[Region pointing data]
= Beginning of Section =

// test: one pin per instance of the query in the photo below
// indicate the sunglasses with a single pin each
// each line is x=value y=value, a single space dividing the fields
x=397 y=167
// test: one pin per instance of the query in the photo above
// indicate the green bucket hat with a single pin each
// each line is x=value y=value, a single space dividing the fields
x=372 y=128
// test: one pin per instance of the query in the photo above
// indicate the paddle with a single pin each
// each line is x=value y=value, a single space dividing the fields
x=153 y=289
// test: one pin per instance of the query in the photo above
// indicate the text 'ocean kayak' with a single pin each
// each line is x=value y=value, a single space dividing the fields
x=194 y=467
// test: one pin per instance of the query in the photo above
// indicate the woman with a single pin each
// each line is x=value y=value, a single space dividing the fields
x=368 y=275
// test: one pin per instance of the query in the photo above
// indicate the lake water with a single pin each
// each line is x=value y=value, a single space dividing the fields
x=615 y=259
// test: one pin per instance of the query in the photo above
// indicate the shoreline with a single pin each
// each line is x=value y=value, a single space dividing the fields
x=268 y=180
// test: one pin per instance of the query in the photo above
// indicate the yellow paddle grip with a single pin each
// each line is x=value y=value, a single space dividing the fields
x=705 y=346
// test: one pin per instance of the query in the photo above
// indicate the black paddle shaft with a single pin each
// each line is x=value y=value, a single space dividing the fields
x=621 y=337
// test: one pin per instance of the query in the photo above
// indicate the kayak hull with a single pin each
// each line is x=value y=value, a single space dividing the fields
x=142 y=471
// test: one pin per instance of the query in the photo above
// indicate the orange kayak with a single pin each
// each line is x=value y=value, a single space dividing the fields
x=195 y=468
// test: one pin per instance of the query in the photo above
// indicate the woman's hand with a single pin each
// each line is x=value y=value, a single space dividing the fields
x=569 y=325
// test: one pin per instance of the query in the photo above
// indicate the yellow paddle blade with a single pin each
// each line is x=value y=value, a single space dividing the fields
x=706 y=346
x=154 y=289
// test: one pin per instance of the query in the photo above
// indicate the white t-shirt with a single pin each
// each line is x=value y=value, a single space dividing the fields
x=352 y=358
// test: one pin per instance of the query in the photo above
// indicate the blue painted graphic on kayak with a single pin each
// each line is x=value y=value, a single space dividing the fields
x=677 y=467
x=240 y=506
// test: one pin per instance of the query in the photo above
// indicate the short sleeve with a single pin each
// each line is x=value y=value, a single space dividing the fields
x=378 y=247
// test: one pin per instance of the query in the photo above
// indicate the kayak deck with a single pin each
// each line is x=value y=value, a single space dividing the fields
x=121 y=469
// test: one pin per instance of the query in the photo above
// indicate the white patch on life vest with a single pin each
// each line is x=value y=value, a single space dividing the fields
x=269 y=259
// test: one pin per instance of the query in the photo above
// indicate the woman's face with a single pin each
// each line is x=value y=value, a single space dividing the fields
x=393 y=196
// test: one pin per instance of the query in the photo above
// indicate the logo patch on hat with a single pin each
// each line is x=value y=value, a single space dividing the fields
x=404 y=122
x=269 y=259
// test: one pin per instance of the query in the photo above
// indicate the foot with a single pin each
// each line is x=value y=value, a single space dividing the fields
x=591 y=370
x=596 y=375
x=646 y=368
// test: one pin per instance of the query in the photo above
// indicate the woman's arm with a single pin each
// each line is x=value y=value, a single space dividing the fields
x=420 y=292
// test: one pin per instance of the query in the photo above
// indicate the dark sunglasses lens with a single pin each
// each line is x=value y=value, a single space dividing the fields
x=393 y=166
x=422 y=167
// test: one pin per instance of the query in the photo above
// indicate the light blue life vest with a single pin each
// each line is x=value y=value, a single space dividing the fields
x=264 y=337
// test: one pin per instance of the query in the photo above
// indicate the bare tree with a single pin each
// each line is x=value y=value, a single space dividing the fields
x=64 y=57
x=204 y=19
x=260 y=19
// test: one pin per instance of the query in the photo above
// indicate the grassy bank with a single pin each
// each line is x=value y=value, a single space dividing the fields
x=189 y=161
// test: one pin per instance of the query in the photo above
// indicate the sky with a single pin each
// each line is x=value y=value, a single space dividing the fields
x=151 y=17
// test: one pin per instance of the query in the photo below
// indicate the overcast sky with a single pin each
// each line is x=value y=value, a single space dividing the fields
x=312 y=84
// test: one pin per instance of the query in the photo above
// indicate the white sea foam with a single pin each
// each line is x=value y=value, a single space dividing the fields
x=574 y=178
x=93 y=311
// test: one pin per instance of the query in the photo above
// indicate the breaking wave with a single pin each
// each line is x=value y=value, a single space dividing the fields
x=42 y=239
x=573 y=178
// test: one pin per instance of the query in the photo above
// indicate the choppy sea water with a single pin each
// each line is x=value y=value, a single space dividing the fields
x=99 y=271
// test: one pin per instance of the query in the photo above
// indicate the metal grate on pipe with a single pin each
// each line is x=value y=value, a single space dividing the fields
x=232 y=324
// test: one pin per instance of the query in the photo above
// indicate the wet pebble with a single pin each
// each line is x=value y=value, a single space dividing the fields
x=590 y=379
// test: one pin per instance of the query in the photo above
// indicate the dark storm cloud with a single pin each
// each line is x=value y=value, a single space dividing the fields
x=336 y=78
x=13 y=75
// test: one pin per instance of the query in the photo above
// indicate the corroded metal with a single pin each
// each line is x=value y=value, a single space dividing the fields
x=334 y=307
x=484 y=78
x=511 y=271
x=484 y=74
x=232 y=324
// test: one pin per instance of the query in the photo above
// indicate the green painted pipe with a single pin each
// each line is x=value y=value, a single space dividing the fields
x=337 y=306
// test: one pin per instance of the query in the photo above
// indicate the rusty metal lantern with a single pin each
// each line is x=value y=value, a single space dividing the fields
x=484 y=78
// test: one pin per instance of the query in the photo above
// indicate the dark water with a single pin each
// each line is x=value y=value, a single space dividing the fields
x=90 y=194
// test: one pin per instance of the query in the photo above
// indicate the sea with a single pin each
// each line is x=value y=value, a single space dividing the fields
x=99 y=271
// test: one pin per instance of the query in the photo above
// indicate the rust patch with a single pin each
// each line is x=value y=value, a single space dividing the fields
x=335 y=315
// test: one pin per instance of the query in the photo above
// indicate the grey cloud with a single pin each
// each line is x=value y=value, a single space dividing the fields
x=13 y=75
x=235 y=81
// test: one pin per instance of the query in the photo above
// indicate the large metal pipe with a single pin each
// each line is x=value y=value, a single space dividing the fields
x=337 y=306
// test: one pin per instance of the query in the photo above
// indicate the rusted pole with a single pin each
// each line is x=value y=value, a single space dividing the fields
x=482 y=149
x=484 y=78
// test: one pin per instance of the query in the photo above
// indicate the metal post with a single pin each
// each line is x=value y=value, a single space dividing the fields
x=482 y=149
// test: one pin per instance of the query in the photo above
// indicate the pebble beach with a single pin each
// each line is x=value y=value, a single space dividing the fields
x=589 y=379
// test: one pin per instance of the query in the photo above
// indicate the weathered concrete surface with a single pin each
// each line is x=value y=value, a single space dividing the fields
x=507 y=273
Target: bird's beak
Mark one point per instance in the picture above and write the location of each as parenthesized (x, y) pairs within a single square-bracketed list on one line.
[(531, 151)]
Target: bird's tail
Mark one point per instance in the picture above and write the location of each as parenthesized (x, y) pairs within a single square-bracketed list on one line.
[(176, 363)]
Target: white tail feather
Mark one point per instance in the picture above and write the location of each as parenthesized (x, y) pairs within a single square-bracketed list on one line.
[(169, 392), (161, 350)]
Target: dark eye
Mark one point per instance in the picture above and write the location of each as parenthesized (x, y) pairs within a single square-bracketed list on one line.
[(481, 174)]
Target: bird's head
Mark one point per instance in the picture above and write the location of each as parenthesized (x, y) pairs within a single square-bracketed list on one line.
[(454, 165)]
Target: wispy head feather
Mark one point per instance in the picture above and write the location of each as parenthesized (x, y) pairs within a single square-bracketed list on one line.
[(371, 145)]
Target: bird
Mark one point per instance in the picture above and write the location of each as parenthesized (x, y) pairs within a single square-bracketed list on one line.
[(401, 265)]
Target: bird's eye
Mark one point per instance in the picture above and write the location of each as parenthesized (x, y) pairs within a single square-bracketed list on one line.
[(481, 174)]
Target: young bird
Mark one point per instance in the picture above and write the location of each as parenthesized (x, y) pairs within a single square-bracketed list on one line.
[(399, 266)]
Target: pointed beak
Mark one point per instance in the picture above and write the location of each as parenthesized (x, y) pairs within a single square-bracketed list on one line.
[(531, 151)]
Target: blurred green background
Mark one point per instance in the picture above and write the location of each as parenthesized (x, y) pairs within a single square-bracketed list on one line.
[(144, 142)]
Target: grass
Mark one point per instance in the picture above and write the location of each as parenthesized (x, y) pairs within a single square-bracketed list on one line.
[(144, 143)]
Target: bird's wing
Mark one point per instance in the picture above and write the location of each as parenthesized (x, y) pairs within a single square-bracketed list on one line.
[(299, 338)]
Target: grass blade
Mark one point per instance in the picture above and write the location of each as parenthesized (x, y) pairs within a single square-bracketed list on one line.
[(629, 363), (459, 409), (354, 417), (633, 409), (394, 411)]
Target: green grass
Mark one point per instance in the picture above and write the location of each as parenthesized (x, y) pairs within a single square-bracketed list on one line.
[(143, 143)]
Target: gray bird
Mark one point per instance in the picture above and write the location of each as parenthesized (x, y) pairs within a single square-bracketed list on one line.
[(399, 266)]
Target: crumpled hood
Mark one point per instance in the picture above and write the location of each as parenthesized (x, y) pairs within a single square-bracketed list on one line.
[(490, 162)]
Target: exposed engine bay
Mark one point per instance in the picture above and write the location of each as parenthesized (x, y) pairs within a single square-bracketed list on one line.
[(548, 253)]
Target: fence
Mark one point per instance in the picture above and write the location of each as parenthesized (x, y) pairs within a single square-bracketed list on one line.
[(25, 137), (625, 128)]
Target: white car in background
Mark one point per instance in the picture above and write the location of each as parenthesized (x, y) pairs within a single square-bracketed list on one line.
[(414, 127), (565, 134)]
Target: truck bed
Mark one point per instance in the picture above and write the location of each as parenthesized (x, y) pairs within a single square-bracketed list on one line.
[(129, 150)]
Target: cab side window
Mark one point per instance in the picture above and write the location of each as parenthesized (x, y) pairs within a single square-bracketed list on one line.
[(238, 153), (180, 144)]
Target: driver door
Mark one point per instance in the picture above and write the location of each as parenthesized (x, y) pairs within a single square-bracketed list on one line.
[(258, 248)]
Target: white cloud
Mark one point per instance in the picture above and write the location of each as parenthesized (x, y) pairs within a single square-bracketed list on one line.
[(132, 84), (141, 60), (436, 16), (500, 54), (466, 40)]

= End of Section =

### PROBLEM REQUIREMENTS
Only the number is wanted: how many lines in the data include the string "water"?

### ANSWER TO THIS TASK
3